##### Given records #####
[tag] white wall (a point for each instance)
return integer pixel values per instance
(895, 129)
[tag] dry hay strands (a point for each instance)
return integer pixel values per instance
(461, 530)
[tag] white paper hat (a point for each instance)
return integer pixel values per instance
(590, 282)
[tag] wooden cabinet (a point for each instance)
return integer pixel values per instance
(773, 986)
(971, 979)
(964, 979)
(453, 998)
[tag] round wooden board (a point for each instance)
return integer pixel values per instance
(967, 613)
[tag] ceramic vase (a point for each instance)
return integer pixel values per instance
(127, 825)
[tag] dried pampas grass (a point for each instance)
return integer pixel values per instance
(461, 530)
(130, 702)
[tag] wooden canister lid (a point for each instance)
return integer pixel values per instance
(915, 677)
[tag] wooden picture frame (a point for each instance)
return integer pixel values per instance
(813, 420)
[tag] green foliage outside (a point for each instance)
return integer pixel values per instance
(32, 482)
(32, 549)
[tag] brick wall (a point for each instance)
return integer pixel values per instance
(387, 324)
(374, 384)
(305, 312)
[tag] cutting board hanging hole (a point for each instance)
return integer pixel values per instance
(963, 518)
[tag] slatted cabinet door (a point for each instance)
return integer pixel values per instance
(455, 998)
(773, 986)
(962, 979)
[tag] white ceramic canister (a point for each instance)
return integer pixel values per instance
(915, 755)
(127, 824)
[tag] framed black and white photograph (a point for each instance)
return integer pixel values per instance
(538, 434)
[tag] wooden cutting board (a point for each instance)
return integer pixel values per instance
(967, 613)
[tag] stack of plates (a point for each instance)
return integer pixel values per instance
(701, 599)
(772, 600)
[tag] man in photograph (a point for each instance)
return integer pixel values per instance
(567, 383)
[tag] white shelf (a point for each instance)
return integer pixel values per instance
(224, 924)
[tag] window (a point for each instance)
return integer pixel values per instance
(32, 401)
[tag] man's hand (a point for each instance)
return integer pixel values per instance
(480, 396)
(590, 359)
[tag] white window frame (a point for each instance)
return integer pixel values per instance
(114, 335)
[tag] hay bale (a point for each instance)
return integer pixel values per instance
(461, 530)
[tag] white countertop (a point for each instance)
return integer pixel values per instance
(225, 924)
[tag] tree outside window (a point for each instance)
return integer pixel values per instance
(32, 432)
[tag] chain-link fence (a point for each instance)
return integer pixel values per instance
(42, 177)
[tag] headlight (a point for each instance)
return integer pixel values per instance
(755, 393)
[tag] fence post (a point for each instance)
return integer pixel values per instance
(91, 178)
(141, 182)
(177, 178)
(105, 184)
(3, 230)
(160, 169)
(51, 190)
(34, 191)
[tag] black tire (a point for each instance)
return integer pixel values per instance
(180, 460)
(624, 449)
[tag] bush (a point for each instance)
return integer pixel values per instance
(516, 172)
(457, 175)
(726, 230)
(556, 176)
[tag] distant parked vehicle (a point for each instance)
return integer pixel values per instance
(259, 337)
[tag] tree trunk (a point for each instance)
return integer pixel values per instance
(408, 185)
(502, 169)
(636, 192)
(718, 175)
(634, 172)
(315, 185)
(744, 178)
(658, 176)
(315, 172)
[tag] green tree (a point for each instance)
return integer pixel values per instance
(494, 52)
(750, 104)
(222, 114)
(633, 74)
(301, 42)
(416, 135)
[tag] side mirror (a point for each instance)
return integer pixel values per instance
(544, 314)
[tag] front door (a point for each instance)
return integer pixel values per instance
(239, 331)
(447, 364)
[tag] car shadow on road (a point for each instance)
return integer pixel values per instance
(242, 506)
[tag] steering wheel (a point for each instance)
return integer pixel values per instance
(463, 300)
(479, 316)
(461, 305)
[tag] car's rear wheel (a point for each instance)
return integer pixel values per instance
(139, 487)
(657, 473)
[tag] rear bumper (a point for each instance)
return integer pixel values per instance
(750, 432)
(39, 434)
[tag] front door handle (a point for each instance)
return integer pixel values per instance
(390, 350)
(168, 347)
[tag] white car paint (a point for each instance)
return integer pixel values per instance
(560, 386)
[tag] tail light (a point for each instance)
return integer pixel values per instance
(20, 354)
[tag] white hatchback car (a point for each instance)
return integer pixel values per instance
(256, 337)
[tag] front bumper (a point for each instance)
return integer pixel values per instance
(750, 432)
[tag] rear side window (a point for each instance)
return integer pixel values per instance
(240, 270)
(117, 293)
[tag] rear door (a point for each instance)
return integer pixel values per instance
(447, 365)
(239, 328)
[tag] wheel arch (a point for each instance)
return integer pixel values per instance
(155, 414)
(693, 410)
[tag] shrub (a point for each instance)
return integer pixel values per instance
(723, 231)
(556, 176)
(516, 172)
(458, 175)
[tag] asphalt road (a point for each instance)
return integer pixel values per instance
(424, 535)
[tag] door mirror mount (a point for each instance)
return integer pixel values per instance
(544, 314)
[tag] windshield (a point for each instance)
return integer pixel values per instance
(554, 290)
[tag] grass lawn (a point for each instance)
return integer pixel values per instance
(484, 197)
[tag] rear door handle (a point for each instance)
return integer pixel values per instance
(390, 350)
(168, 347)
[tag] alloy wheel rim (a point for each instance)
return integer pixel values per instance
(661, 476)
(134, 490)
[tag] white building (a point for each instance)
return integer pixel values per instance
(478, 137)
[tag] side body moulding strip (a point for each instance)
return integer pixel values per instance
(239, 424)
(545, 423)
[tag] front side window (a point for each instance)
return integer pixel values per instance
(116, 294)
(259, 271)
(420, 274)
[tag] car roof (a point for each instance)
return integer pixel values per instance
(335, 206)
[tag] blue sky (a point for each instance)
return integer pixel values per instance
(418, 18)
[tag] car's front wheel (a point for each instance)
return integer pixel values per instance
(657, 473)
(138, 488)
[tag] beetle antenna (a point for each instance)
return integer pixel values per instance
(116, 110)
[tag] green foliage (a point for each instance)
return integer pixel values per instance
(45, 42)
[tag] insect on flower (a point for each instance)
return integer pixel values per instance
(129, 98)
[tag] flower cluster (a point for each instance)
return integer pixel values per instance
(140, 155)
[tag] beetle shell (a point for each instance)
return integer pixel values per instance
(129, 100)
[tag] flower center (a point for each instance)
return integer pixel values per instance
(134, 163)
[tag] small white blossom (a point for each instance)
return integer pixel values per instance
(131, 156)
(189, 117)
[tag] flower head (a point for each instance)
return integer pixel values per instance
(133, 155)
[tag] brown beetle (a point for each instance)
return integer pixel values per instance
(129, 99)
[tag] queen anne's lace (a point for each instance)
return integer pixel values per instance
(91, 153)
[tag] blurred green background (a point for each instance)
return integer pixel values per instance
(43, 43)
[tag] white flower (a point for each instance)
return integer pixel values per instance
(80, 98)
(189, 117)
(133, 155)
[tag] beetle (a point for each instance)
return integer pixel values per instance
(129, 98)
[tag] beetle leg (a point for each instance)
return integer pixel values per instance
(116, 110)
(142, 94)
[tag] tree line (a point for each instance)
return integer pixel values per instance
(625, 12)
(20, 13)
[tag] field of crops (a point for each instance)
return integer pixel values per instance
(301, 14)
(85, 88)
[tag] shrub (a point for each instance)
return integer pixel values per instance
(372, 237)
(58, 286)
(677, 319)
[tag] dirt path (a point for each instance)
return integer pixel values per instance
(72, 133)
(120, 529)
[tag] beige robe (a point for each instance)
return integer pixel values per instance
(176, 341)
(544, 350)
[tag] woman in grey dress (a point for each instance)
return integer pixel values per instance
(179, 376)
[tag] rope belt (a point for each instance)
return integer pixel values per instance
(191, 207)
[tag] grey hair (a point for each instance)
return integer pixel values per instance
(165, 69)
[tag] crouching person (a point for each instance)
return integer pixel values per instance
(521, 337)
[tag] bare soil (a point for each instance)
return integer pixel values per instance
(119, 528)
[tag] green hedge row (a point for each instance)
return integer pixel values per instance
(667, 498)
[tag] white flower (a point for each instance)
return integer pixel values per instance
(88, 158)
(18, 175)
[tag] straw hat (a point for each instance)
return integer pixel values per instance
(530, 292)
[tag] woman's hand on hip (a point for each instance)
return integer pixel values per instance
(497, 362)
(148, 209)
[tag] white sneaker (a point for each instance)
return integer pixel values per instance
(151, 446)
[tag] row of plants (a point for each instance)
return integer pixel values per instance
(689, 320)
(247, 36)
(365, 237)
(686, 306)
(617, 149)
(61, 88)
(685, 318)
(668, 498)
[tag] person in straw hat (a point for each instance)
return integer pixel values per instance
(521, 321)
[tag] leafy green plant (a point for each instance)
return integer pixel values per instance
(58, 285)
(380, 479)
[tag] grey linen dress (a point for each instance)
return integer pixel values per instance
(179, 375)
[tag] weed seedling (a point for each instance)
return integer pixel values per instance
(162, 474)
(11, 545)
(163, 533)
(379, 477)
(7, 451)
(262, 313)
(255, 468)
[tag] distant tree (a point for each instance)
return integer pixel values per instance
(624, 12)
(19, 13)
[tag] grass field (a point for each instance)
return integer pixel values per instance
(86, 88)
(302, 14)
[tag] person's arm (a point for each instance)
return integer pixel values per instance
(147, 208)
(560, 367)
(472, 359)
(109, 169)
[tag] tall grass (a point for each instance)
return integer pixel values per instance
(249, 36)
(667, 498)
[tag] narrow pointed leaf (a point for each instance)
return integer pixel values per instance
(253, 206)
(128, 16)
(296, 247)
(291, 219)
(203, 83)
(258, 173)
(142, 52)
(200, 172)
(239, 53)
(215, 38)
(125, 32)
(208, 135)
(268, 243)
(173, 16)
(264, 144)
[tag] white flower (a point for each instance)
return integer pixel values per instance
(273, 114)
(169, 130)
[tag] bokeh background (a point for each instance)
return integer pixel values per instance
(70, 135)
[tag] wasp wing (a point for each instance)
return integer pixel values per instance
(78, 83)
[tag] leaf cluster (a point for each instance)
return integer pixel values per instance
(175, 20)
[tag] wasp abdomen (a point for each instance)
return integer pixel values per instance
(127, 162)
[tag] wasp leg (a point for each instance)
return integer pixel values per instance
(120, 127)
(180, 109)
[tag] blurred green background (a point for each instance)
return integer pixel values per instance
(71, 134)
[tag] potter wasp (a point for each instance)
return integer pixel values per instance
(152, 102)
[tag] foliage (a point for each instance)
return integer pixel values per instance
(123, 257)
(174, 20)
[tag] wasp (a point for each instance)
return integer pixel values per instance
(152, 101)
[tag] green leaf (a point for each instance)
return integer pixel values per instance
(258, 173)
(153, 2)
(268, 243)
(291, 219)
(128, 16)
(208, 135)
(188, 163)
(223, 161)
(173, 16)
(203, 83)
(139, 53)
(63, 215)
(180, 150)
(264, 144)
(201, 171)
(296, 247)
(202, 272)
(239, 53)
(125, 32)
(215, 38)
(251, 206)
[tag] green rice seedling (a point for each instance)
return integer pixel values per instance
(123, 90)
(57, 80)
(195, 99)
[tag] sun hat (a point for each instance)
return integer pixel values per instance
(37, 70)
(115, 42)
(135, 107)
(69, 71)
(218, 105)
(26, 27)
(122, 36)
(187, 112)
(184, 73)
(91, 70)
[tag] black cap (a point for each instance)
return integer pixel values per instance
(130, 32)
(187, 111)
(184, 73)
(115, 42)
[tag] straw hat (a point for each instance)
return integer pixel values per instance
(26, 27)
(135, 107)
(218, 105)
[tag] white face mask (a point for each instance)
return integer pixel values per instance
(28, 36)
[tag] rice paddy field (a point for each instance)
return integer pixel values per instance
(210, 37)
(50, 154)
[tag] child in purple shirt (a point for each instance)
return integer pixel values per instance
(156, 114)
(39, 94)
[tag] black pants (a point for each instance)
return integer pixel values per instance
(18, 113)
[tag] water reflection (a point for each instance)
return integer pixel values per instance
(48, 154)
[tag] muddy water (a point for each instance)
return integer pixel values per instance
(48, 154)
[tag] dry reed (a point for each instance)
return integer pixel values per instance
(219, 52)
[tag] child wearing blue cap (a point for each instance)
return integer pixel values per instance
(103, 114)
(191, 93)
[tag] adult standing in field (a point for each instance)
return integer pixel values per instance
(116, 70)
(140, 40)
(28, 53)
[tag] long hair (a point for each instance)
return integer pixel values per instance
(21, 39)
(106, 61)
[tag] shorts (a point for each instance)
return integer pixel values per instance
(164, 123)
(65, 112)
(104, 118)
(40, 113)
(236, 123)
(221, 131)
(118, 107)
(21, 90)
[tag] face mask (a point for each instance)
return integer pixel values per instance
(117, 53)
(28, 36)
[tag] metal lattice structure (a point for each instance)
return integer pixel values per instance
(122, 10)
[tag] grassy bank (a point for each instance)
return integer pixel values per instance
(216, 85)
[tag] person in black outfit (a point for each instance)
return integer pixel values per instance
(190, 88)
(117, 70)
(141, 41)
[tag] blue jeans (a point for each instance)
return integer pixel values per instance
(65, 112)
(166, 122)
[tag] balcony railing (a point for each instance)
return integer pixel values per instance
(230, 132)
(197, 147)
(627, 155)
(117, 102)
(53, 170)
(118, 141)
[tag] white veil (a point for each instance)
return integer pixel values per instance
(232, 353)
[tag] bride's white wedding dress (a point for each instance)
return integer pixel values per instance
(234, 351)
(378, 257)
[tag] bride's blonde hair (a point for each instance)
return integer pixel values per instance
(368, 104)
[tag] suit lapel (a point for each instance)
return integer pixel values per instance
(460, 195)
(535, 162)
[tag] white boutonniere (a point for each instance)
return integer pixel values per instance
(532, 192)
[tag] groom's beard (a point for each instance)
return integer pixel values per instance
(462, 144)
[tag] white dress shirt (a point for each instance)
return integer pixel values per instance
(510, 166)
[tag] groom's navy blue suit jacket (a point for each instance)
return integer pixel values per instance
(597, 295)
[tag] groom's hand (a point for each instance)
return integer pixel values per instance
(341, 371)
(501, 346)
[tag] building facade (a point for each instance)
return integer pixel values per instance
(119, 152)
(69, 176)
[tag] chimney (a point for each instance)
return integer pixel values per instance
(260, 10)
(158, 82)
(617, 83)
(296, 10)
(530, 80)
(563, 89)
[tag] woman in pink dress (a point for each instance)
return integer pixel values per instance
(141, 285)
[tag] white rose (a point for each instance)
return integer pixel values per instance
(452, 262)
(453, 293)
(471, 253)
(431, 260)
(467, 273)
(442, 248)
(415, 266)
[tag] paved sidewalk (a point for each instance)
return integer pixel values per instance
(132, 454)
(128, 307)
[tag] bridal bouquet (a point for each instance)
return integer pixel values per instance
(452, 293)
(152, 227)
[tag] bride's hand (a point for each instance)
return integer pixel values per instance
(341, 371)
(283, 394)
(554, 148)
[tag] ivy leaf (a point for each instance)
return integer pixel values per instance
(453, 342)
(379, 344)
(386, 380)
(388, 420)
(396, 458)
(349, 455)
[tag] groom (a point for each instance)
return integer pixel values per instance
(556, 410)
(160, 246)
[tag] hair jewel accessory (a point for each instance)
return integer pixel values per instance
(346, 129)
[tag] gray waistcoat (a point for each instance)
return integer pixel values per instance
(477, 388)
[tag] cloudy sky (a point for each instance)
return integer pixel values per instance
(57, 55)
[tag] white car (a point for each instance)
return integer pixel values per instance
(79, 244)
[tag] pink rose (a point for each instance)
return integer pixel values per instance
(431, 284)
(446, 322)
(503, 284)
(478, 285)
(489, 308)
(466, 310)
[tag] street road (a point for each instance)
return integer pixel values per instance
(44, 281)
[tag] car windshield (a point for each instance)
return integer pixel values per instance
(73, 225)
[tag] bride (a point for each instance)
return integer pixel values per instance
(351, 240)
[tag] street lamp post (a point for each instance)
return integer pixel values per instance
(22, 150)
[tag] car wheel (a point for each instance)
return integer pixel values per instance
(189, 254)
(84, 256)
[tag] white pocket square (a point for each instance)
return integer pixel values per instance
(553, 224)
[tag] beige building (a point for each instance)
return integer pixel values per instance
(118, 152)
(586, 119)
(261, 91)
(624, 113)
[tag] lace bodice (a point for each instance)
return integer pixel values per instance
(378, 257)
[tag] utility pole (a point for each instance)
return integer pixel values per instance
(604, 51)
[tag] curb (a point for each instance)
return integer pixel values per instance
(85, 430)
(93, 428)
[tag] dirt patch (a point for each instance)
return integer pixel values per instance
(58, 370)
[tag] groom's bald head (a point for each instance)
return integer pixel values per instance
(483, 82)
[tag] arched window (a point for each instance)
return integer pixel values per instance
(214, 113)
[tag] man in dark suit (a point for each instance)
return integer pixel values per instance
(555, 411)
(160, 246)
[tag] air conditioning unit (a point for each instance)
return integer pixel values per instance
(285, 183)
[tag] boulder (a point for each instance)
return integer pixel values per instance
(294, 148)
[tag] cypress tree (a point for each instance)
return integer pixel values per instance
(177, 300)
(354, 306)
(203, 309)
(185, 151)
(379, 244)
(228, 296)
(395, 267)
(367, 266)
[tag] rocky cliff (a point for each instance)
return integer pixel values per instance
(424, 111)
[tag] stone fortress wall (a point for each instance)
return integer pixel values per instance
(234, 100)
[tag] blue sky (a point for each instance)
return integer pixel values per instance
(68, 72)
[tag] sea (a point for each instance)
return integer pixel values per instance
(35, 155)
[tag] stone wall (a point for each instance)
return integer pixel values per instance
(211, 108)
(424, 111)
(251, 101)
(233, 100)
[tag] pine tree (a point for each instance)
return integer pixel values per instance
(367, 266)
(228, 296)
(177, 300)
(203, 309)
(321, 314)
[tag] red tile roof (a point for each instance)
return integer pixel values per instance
#####
The lines above from the one containing "[tag] cutting board" through the one containing "[tag] man in photograph" are to be set down exactly, and no others.

Solution to this exercise.
[tag] cutting board hanging hole (a point for each instance)
return integer pixel values per instance
(963, 518)
[tag] slatted cabinet door (a point for each instance)
return integer pixel values per instance
(455, 998)
(773, 986)
(962, 979)
[tag] white ceramic canister (a point for each instance)
return integer pixel values per instance
(915, 755)
(127, 824)
[tag] framed black and white photograph (a point for each instance)
return integer pixel values per instance
(538, 434)
[tag] wooden cutting board (a point for each instance)
return integer pixel values per instance
(967, 613)
[tag] stack of plates (a point for each instance)
return integer pixel values per instance
(701, 599)
(772, 600)
[tag] man in photograph (a point for each instance)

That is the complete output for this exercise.